Exercise details: Copy out all the entries exactly.
--- Begin Records for this task ---
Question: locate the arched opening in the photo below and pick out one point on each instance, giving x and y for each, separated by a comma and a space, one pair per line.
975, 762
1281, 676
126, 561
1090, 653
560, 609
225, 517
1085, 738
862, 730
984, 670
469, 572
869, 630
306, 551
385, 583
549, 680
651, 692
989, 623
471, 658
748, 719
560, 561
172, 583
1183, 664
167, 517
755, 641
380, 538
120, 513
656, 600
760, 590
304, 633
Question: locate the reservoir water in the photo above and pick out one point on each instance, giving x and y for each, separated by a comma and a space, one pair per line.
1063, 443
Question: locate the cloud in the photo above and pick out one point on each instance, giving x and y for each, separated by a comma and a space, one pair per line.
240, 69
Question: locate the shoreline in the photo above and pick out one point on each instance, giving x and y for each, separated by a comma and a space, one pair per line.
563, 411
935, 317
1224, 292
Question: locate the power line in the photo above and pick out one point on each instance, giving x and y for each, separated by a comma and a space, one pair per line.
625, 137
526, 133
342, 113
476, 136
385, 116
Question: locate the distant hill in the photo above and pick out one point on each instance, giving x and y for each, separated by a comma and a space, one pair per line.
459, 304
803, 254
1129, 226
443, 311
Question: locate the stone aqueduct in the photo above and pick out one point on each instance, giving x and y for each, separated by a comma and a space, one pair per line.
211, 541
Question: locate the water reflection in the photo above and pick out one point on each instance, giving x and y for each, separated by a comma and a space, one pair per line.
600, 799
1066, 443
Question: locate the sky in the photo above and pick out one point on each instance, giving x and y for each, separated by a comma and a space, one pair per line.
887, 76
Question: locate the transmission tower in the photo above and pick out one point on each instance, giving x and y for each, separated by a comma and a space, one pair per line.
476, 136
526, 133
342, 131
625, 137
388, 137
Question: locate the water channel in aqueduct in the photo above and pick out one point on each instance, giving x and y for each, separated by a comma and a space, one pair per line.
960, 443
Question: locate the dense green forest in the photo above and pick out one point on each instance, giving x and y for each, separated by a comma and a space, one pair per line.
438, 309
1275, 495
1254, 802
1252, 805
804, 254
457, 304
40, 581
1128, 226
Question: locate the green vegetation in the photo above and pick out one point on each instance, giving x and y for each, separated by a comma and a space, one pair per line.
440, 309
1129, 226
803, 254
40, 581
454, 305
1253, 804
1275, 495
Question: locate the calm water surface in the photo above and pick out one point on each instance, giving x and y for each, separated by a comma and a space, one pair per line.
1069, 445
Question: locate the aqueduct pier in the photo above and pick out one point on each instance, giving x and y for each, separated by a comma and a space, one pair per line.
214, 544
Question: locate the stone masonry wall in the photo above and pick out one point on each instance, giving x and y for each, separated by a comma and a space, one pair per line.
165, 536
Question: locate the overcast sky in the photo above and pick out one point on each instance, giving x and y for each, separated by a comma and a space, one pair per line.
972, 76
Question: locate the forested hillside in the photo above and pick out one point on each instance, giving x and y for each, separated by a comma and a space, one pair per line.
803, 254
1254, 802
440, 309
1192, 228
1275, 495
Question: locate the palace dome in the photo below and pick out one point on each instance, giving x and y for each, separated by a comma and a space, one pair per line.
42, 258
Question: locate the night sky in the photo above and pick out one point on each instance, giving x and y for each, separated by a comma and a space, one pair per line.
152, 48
--- End Records for this task ---
Result for this task:
Question: locate the arched opening in the photo below and pick out one point on each instance, giving x and y for each, separated by a comma and a space, one pair per line.
975, 762
1281, 676
126, 561
1090, 653
560, 609
225, 517
1085, 738
862, 730
984, 670
469, 572
869, 630
306, 551
385, 583
549, 680
651, 692
989, 623
471, 658
748, 719
560, 561
172, 583
1183, 664
167, 517
755, 641
380, 538
120, 513
656, 600
760, 590
304, 633
Question: locate the reservoir water in the photo above and pick out one point on each instance, giving x and y for each, separated by a comma and a space, one pair per line.
1063, 443
Question: locate the cloud in the photo above and pick out one point on each instance, giving x and y for each, separated by a comma and a space, one pair per line.
240, 69
Question: locate the shoreline in the photo above and pick out one point on each instance, giving x and y for each, separated by a comma and a space, one pair per line.
563, 411
935, 317
1224, 292
Question: locate the power line in the photo above and pick out one point on each instance, giving x and y for each, separated by a comma and a space, one pair per line.
625, 137
526, 133
342, 113
476, 136
385, 116
Question: locate the distant hill in the photo above and pick out one point on each instance, giving x and y for each, separated by a comma and a space, one pair per line.
459, 304
803, 254
1129, 226
443, 311
Question: locate the stone aqueduct in the photo above and pick out one point on each instance, giving x and y for each, separated by a comma and a space, one pair per line.
211, 541
Question: locate the water reflection in the photo above and pick out one point on each instance, giving x and y for each, separated by a comma and a space, one pair per line.
600, 799
1066, 443
Question: locate the sky in the photo above and pick out one point on each instance, giving x and y for each, separated by a comma and a space, one pair per line.
887, 76
Question: locate the transmission tower in the photo above and pick out one point on each instance, giving x and y for each, separated by a comma and a space, one pair per line.
476, 136
526, 133
342, 131
625, 137
388, 137
Question: locate the water channel in aqueduct in the photo above and pick out one point on each instance, giving x and y for each, separated by a comma and a space, one pair per line.
960, 443
Question: locate the dense green forest in the photo above and pick out one point on each instance, giving x and y for each, separated by a comma and a space, one pair per line.
438, 309
1275, 495
1254, 802
1252, 805
804, 254
457, 304
40, 581
1128, 226
Question: locate the green vegetation in the photo above and pick out one point on each instance, giving x and y for each, separated by a comma and a space, one pair per line.
440, 309
1129, 226
803, 254
40, 581
454, 305
1253, 804
1275, 495
Question: locate the calm water surface in the photo above and pick out one point on each instance, giving x and y for each, separated by a comma and a space, one pair per line.
1069, 445
Question: locate the aqueduct pier in the photo above and pick out one point on each instance, giving x and y for each, separated by a comma and a space, one pair per line.
214, 544
Question: locate the stone masonry wall in the photo above and pick out one point on each instance, giving x and y for each, separated by a comma and a space, one pair per line.
165, 536
Question: locate the overcast sky in the photo above and pick out one point on each instance, giving x and y for each, separated by a comma and a space, one pair per line.
972, 76
Question: locate the forested hillside in the photo above and pick out one point on each instance, giving x and y for each, separated by a comma and a space, one pair per line.
803, 254
1254, 802
440, 309
1192, 228
1275, 495
Question: locate the palace dome in the photo below and pick out one point on each instance, giving x and y for each, separated by a comma and a space, one pair per line.
42, 258
Question: locate the night sky in the photo above and pick out one point on each instance, giving x and y for each, separated by a comma and a space, one pair per line.
152, 48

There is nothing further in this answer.